## Exercise aim
Exclude every picture and return the remaining entries below verbatim.

## Dataset content
_ _ _ _ _

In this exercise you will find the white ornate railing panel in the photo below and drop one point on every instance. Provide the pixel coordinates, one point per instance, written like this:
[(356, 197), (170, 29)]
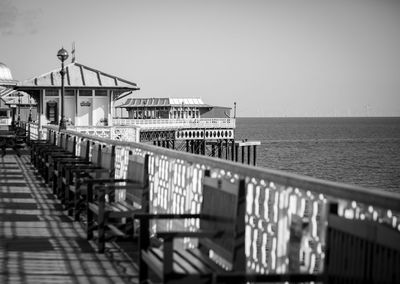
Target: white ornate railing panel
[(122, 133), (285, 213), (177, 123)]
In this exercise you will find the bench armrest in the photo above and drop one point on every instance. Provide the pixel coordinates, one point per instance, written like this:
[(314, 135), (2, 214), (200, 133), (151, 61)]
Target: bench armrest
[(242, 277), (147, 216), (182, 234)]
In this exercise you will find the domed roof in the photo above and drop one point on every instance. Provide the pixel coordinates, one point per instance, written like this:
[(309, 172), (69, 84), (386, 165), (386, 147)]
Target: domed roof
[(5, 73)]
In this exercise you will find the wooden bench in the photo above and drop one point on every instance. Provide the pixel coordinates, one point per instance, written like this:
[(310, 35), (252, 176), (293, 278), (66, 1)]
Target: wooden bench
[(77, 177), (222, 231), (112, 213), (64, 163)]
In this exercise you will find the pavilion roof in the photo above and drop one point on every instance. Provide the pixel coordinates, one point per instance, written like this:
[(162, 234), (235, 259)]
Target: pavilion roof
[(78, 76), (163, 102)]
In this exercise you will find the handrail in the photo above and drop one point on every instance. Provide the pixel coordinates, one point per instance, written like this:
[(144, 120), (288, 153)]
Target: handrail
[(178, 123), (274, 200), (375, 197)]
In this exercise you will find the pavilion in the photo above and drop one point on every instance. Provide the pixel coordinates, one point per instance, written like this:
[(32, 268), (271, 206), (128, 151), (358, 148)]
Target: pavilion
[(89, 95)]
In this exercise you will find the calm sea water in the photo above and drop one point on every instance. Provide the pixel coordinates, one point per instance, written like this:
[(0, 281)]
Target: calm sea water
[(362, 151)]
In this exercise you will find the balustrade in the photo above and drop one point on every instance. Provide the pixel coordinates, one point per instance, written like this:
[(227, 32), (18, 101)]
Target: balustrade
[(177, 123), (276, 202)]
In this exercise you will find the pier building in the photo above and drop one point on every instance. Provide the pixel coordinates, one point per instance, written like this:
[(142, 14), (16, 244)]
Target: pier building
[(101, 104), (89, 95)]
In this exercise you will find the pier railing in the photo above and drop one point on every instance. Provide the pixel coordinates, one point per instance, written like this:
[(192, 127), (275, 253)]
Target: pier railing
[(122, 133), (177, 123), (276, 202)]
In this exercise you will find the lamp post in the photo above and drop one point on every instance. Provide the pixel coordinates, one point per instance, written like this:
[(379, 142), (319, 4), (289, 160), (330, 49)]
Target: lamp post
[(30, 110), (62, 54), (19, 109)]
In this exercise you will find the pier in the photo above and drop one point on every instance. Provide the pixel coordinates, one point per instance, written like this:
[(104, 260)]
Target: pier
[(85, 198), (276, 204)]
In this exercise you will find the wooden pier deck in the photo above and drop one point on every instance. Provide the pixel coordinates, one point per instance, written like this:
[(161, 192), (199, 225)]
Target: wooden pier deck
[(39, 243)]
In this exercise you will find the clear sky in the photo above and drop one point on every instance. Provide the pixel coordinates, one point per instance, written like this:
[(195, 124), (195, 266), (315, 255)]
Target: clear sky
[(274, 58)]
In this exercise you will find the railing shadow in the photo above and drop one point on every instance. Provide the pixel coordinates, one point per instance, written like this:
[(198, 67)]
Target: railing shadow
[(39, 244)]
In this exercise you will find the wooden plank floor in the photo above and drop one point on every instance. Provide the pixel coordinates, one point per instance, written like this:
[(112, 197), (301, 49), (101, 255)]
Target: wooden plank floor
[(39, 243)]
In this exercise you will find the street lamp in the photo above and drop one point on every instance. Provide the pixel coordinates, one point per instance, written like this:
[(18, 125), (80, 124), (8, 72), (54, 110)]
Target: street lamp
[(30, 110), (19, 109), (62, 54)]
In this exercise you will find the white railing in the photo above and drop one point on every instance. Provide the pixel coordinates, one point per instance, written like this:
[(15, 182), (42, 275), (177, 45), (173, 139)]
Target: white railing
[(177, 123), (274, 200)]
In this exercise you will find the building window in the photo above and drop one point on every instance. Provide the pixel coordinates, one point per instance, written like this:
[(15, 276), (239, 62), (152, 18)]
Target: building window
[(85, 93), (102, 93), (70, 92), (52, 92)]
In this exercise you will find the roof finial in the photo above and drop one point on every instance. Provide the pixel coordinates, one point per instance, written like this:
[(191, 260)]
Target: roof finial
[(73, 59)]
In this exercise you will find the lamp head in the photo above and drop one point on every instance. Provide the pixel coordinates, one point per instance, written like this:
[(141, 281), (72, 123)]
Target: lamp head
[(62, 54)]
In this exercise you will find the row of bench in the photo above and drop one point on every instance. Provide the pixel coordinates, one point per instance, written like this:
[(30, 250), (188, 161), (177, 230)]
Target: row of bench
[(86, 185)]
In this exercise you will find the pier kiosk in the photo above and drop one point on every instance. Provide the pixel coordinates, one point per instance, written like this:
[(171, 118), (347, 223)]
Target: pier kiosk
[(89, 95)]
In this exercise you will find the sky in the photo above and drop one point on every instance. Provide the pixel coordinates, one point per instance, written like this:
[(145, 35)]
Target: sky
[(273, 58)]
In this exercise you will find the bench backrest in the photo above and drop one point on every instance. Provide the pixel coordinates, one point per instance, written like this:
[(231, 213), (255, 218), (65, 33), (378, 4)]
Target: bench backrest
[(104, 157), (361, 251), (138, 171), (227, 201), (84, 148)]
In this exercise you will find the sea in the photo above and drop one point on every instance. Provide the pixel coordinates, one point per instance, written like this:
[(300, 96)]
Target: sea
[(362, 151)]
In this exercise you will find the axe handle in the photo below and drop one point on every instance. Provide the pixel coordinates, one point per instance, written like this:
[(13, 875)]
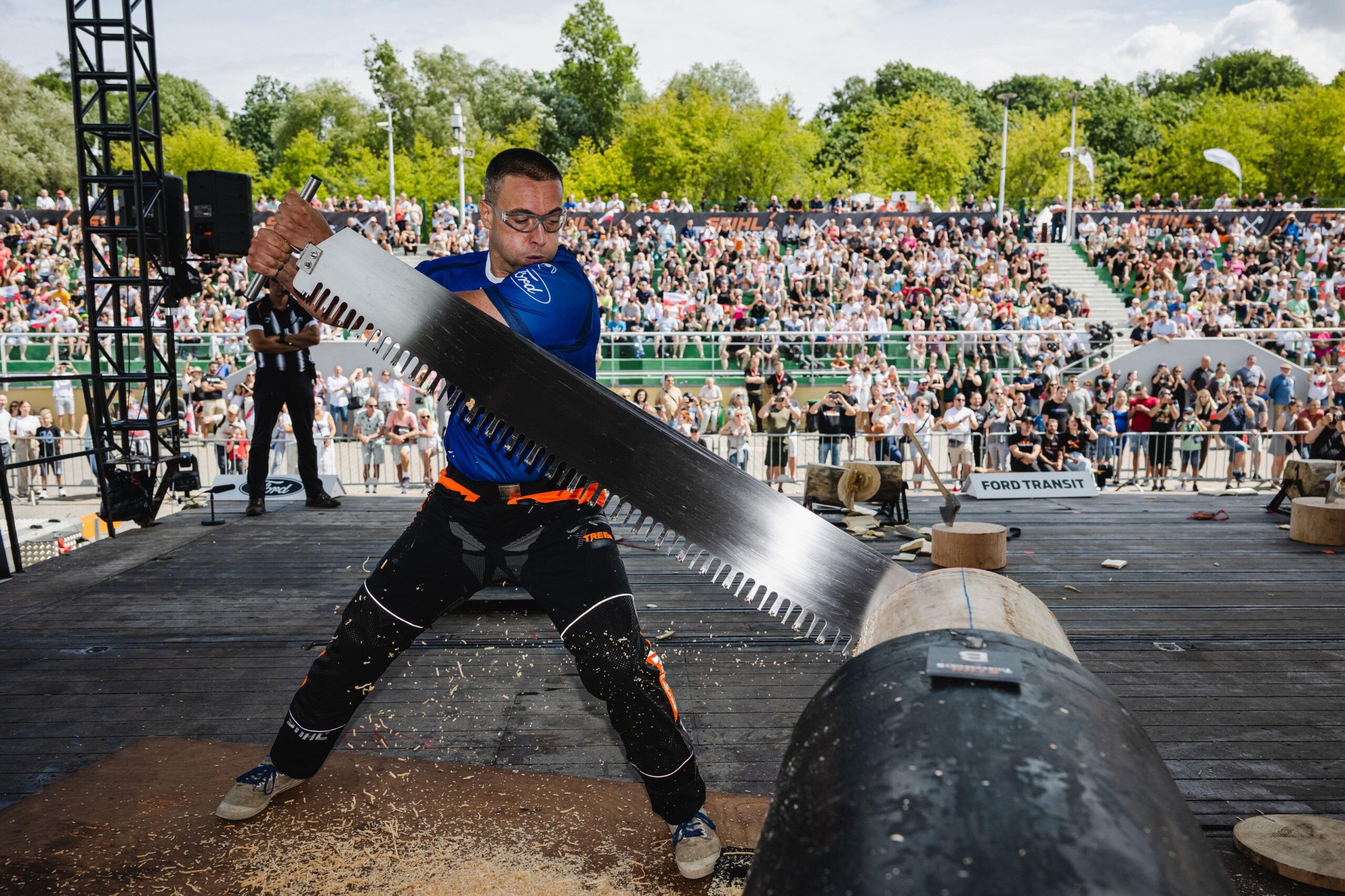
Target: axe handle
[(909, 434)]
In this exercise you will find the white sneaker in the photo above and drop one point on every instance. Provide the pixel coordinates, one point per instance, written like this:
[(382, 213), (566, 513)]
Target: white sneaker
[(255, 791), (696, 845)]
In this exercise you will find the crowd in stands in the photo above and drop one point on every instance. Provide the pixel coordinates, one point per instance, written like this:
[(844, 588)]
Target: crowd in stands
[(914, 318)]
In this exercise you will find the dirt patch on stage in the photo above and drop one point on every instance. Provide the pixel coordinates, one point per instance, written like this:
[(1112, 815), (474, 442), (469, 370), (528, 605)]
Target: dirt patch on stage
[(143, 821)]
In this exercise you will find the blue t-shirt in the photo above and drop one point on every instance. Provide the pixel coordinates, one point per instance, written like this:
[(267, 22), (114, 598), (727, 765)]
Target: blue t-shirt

_ _ _ _ _

## Worked solution
In this exercise you will find the white ornate railing panel in the photo below and drop one point on every instance. Provide the pixel coordinates, one point per instance, written like this:
[(356, 197), (170, 29)]
Target: white ornate railing panel
[(122, 133), (285, 213), (177, 123)]
In this exercise you will find the bench armrest in the photo above and drop one point on every instance. Provide the pixel coordinates, one point per instance, written like this:
[(314, 135), (2, 214), (200, 133), (151, 61)]
Target: bench armrest
[(242, 277), (147, 216), (182, 234)]
In this exercise you will find the domed roof in the photo above and drop one point on every instance. Provide the pixel coordinates, one point per instance, written like this:
[(309, 172), (69, 84), (386, 165), (386, 147)]
Target: domed roof
[(5, 73)]
In this exercise you will find the wooden bench in the photo above and drop one point on every instance. Provide the pixel coordinates, one point per instance, written like this:
[(310, 35), (252, 176), (293, 278), (66, 1)]
Target: wooden bench
[(77, 177), (222, 231), (112, 213), (64, 163)]
In this exercise you will find the pavilion roof in the photo above and drop one point on every instance. Provide the pixel coordinates, one point per instance, written like this:
[(162, 234), (235, 259)]
Target: pavilion roof
[(78, 76), (163, 102)]
In this exercise you will find the handrail in the photo above and drop one point on every instance. Provide the pixel coordinates, one point per instance, written like this:
[(144, 120), (288, 153)]
Target: handrail
[(178, 123), (274, 200), (375, 197)]
In this exercise you will find the pavilion in the photo above and drop one point on every instance. Provide the pixel coordinates, one point per instance, written like this:
[(32, 268), (271, 206), (128, 151), (358, 148)]
Target: pavilion
[(89, 95)]
In this exercise you will find the calm sea water in the photo above and drop one point on every instance. Provide the pixel coordinates, one point per instance, written like this:
[(0, 281)]
Target: calm sea water
[(362, 151)]
In this exercise you will find the balustrade in the photo above and drop one point on every instance. Provide the pixel coordinates, one point per instance, written like this:
[(227, 32), (18, 101)]
Target: balustrade
[(177, 123), (276, 202)]
In this exercise you will find the pier building in the photo above and drop one point on every instance. Provide the pixel coordinates, one point per instance, written like this:
[(142, 14), (16, 244)]
Target: pier building
[(101, 104), (89, 95)]
In this exercise you will find the pier railing in the photo above and drop one point on every instance. Provide the pixel coordinates, one point per instance, written like this:
[(192, 127), (275, 253)]
Target: pier railing
[(122, 133), (177, 123), (276, 202)]
In this exercise you will find the lamp post in the photo above and drop one point on every instance. Provide the pixel coordinates, one point per instance, written like this:
[(379, 142), (319, 4), (289, 160), (330, 49)]
Target: lamp post
[(30, 110), (62, 54), (19, 109)]
In this exercise you will find the pier in the photo above and drop one point on every instance. Provide the pixel coordinates, one point per instance, written like this:
[(104, 260)]
Target: pier
[(85, 198), (276, 204)]
In this exercise you will find the wooden pier deck in the photo above and drop one point on every instance. Provide the pixel coordinates, one point per instance, written like this:
[(161, 192), (199, 225)]
Target: wooden pier deck
[(39, 243)]
In this exercise you will find the clear sky in the photo above and drop one point on every instance. Provide the pixel coordinates, one point per instance, written like this:
[(195, 124), (195, 266), (315, 255)]
Target: clear sky
[(274, 58)]
In this exercise you will find the railing shadow in the photo above and drop one point on every instance. Provide the pixel coordinates, one point per instance, written like this:
[(198, 67)]
Target: railing shadow
[(39, 244)]
In this exercise you will find the wooden plank floor in the photo above and drop one point on every instance. Provide the pixel coordinates, one point per instance, written like this:
[(112, 197), (301, 49), (101, 255)]
Target: wooden plank floor
[(39, 243)]
In this exercise you will find the street lamp in the photo above and drop one point on every instance. Provide the pixel coordinates, one point per instance, written like this:
[(18, 125), (80, 124), (8, 72), (54, 110)]
Target: street lamp
[(30, 110), (19, 109), (62, 54)]
In this exercise you will find the white railing in the photo above and drop one point on every instance. Provide the pixel coordinates, one point per instance, written like this:
[(15, 182), (42, 275), (177, 45), (173, 139)]
Target: white railing
[(177, 123), (274, 200)]
In this exercise you will find the building window in the photo above and drop one point on every instance. Provide the pixel coordinates, one point per instance, written like this:
[(15, 276), (239, 62), (152, 18)]
Target: building window
[(85, 93), (102, 93), (70, 92), (52, 92)]
In this exercise you will find the roof finial in the photo above and drop one point on every instance. Provide the pixel coordinates, one point per instance, written like this:
[(191, 260)]
Target: roof finial
[(73, 59)]
In this exercise you will find the lamp head in the photo above and drop one point on every instance. Provide the pixel coordinates, one point per instance, written like this:
[(141, 281), (72, 123)]
Target: lamp head
[(62, 54)]
In this exercise you will find the row of bench in the photo above and drop one point on every instance. Provide the pixel coordinates, one point per instance, written like this:
[(30, 250), (188, 161), (177, 230)]
Target: row of bench
[(86, 185)]
In this exercise you will find the pier kiosk in the photo above and drop one point on every instance. Provide the pixel coordinates, one point per instance, written like this:
[(171, 118), (347, 223)]
Target: pier kiosk
[(89, 95)]
In this exercise you will find the sky in the photo above and drop one point on every instance. Provide the pixel coordinates, one point per instance, written like this:
[(145, 35)]
Target: sky
[(273, 58)]
In this exercise you will find the bench backrest in the photo above and drop one point on every instance. Provide the pixel coordinates, one point per instance, written like this:
[(231, 213), (255, 218), (65, 33), (378, 4)]
Target: bench backrest
[(104, 157), (361, 251), (138, 171), (227, 201), (84, 148)]
In this exercise you will find the sea in the photo above and drop one point on every instance. Provide the pixel coordinates, one point per instance, written like this:
[(300, 96)]
Target: sea
[(362, 151)]
In this exercise you will find the axe handle in the photo below and drop one point on every instance. Provide the pixel coordinates, one point per instance, written like this:
[(13, 875)]
Target: axe handle
[(909, 434)]
In this exercise you will find the white sneaker in the photo above and drop one point on every instance. Provide the pixel coordinates, one point per instance, written like this:
[(382, 213), (566, 513)]
Target: white sneaker
[(255, 791), (696, 845)]
In this exercise you will find the crowd in stands in the photo above and drop one point on every instance. Provide the pixel coordinates, one point per instance, written like this:
[(844, 588)]
Target: crowd in stands
[(914, 318)]
In this exercise you will find the dirt patch on stage in the photo above and drop one point on every instance. Provide the pixel coordinates, one point per instance, written like this:
[(1112, 815), (474, 442), (469, 370), (528, 605)]
Target: dirt patch on stage
[(143, 821)]
In this exercise you will find the blue t-shirt in the photo above and drop one point on every instance. Provide the pixel coordinates, one point per instance, written like this:
[(267, 22), (114, 598), (727, 765)]
Target: blue t-shirt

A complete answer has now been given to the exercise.